*What to produce*. Write out, unchanged, the lines from the one holding "Teacher note: indicate the gray cabinet" to the close of the listing. Both the first and last lines belong in it.

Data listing

::::

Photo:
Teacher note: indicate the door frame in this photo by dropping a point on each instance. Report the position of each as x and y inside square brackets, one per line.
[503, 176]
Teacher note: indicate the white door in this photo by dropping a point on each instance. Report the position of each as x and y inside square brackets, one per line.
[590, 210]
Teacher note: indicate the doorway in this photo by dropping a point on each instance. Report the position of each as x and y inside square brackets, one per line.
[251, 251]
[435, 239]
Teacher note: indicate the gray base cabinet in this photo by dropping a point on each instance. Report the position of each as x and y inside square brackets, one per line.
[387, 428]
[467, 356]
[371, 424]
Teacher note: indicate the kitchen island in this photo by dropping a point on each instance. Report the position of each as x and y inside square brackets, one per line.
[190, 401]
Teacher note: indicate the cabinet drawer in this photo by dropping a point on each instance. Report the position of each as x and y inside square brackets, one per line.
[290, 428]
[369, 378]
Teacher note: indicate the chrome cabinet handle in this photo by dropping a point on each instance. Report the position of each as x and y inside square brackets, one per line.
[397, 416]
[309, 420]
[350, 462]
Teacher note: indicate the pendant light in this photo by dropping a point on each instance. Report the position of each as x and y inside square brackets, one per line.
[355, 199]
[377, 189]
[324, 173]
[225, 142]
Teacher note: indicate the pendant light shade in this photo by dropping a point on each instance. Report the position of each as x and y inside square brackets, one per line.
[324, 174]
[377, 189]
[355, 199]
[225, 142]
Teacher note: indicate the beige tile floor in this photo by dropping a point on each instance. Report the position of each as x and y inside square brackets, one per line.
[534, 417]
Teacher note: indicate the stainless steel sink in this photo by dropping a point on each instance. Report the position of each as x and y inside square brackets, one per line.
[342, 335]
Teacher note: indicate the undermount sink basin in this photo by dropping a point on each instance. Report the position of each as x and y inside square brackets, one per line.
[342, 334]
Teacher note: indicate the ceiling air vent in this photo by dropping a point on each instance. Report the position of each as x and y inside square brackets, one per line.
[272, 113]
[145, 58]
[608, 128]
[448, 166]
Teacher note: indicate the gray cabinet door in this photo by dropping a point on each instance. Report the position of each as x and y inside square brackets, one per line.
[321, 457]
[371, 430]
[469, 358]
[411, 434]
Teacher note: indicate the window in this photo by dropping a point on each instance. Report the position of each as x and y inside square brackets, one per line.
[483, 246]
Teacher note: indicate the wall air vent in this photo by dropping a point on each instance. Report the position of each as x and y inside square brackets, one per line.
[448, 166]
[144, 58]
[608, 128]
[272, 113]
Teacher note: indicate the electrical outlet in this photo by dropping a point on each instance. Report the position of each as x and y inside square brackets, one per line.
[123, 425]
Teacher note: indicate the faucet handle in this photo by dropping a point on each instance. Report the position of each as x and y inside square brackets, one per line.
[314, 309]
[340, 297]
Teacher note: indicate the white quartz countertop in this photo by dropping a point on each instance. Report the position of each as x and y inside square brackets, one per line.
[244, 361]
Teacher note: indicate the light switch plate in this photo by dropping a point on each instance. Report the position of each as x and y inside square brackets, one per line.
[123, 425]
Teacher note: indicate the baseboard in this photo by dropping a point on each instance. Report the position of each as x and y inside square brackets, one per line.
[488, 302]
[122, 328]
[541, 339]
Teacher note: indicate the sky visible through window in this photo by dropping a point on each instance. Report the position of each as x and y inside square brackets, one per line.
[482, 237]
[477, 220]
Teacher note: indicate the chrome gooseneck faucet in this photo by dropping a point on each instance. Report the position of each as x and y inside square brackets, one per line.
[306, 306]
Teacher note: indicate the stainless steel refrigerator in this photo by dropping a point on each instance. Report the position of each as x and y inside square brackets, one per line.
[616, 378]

::::

*Finished answer*.
Teacher note: indicate the gray cabinet door in this photo by dropping a point on each instance. Report the position of each as x and y inside square brackets, one per line.
[321, 457]
[371, 430]
[469, 358]
[411, 434]
Teacher note: indicate the window in this photo by dropping a point on each instance. Report the position of each as x and y inside square brackets, one per line.
[483, 246]
Teacher note: indicate the wall air vent in this photo by dropping a point on each instance. Report the position of each as x and y inside square brackets, one per line.
[448, 166]
[144, 58]
[608, 128]
[272, 113]
Teacher note: indicate the electrical outlet in this photo by dropping a point on each instance. Report the position of each as x and y inside square brackets, one per line.
[123, 425]
Teacher note: indicate the faucet handle in this photo by dropping a point on each instance. Report the position of each as x and y inside square brackets, one per line.
[314, 309]
[340, 297]
Teacher note: indicate the white quartz countertop in this photo by dropping a point on each instance. Report the position of each as x and y inside square brackets, one per line.
[244, 361]
Teacher note: indicate the light switch plate in this photo by dropping a point on each instance. Report the position of each as x and y inside square brackets, one per line.
[123, 425]
Teacher note: indicate the baseboard in this photo by dropping a point on each instance. Report the position of each as x and y inside square brackets, one per line.
[488, 302]
[122, 328]
[541, 339]
Teacher note: indicate the sky visible through window in this photo by dropping a point on each instance. Report the position of each as x and y inside square brackets, one per line.
[482, 237]
[477, 220]
Teacher note: indicate the chrome gooseneck faucet in this photo by dropping a point on each instance. Report the position of each as x and y inside square brackets, one per line.
[306, 306]
Teacher note: indicate the stainless steel refrigerator in this photo by dropping a point on each instance. Report the position of each as x and y inside square brackets, one per line.
[616, 378]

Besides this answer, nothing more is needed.